>> BEGIN

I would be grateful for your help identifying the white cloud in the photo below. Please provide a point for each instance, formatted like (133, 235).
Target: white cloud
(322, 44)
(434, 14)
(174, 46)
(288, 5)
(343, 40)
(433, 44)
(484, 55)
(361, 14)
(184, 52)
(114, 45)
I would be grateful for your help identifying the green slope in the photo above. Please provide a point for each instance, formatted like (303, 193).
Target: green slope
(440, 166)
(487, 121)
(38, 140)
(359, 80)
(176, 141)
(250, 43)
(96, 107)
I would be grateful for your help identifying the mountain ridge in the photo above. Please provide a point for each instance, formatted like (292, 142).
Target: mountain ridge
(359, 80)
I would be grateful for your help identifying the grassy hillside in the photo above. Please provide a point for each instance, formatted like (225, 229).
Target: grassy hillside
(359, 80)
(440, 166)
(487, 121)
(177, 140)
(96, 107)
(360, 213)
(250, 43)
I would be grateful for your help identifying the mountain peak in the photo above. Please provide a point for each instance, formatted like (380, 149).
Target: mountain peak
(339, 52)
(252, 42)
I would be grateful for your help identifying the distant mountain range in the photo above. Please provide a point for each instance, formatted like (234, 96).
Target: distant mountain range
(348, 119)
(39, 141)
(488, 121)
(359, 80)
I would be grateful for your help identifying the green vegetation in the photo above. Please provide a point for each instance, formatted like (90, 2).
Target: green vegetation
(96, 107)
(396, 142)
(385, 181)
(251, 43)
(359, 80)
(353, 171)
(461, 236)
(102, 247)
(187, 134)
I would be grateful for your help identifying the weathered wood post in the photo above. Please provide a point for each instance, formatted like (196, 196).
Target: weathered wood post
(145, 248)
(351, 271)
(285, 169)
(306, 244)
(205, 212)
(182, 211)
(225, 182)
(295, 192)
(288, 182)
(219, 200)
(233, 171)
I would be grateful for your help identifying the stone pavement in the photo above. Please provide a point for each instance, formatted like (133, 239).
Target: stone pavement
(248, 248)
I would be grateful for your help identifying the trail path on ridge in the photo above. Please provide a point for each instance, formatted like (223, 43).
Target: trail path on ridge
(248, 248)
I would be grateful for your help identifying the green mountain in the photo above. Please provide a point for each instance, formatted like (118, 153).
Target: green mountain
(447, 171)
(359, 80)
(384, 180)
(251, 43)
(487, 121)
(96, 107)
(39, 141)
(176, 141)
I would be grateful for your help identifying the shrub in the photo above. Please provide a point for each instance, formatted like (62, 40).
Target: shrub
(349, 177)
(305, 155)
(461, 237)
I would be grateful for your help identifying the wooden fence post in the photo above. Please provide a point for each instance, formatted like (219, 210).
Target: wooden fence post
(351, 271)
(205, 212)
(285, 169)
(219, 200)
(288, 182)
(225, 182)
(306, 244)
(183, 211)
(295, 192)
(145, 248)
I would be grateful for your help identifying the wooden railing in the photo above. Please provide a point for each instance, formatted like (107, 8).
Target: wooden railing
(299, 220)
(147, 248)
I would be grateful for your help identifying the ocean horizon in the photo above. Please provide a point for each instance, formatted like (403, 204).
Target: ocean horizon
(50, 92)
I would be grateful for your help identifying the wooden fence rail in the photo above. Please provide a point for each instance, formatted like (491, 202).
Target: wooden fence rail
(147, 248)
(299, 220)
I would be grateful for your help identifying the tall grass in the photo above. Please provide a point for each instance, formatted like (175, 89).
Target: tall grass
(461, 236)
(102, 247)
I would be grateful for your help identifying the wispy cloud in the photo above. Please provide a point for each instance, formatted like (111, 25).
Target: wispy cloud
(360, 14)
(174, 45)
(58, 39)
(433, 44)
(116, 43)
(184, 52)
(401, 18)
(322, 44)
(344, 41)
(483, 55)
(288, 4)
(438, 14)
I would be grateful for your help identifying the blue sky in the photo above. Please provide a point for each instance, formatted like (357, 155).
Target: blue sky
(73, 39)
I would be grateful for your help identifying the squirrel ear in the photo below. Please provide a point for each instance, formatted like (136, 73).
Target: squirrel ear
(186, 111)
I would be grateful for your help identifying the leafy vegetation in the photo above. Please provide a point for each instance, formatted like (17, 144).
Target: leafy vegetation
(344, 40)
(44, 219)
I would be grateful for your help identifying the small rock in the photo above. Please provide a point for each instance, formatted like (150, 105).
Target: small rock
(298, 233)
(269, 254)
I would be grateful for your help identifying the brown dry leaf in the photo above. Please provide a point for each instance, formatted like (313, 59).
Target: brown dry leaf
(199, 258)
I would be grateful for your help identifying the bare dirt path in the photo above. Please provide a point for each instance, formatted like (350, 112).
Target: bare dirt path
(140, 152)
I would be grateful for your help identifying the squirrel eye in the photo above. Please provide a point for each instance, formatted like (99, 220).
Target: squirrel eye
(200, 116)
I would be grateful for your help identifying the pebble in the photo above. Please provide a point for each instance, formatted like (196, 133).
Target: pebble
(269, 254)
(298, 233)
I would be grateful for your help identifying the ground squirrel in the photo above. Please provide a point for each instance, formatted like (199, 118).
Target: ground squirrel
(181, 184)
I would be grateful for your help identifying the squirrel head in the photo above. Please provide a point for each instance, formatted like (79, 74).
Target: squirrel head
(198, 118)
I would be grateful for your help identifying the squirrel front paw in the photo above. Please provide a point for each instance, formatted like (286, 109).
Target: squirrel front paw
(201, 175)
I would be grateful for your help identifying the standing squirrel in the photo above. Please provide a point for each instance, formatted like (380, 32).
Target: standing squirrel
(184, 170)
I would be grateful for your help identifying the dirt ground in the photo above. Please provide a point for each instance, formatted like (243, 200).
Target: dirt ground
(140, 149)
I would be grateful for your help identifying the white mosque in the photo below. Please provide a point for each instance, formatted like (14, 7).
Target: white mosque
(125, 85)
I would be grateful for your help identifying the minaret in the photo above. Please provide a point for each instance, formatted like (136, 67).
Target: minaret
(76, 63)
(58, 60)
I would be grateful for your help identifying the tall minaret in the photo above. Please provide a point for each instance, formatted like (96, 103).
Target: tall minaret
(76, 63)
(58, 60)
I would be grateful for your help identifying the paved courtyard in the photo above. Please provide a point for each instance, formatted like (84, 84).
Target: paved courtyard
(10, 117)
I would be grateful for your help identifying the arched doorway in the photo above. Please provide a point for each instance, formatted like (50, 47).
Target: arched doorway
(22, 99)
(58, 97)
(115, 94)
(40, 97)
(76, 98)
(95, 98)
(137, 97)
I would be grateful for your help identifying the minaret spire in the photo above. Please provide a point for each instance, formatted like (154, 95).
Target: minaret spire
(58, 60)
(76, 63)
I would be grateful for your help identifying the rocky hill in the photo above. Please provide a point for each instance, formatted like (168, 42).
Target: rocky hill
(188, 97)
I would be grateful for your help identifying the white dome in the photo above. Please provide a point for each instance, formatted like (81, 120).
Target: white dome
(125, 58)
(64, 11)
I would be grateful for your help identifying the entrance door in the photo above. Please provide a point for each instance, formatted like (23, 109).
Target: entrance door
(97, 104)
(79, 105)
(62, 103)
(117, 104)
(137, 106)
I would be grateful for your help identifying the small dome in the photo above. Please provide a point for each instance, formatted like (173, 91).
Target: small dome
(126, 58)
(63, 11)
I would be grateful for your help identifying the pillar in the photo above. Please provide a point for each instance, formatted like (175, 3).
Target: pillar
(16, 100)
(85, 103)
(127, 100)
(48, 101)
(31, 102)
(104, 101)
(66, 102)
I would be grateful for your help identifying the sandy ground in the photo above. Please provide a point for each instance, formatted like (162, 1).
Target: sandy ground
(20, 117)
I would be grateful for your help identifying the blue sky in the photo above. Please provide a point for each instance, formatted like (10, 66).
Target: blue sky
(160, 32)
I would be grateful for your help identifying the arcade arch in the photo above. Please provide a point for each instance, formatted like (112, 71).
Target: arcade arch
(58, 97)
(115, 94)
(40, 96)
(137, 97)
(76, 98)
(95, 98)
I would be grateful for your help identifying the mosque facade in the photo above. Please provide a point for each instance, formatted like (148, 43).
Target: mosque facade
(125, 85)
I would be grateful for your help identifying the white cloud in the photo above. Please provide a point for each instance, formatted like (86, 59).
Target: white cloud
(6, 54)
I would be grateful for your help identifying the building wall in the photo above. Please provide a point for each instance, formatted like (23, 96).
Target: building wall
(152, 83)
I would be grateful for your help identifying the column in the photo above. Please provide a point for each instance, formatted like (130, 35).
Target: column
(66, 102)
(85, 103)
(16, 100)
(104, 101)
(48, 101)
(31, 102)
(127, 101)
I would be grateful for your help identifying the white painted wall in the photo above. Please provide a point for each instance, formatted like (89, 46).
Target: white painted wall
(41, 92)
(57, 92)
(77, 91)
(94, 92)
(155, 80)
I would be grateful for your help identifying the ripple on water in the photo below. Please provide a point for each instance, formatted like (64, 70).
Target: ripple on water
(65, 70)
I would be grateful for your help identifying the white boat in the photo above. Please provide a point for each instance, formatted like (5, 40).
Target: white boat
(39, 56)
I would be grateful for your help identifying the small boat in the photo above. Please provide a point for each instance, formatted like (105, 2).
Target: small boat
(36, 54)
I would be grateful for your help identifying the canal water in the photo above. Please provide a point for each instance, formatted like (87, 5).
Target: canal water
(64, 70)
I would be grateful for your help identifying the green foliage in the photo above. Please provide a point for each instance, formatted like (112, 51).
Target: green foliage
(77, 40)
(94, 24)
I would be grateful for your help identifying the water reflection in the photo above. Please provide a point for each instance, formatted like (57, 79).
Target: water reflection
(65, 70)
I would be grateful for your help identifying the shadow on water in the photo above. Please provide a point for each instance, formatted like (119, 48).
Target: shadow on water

>> END

■ **PROBLEM REQUIREMENTS**: Reproduce the rows from the line containing "I would be grateful for your help identifying the water" through the end of the rows, inclusive, substituting "shade" for "shadow" and leaving everything else unchanged.

■ **COMPLETE ANSWER**:
I would be grateful for your help identifying the water reflection in the photo above. Please provide a point for each instance, formatted like (57, 79).
Target: water reflection
(65, 70)
I would be grateful for your help identifying the shade on water in the photo above. Please provide a point for each instance, formatted like (119, 48).
Target: shade on water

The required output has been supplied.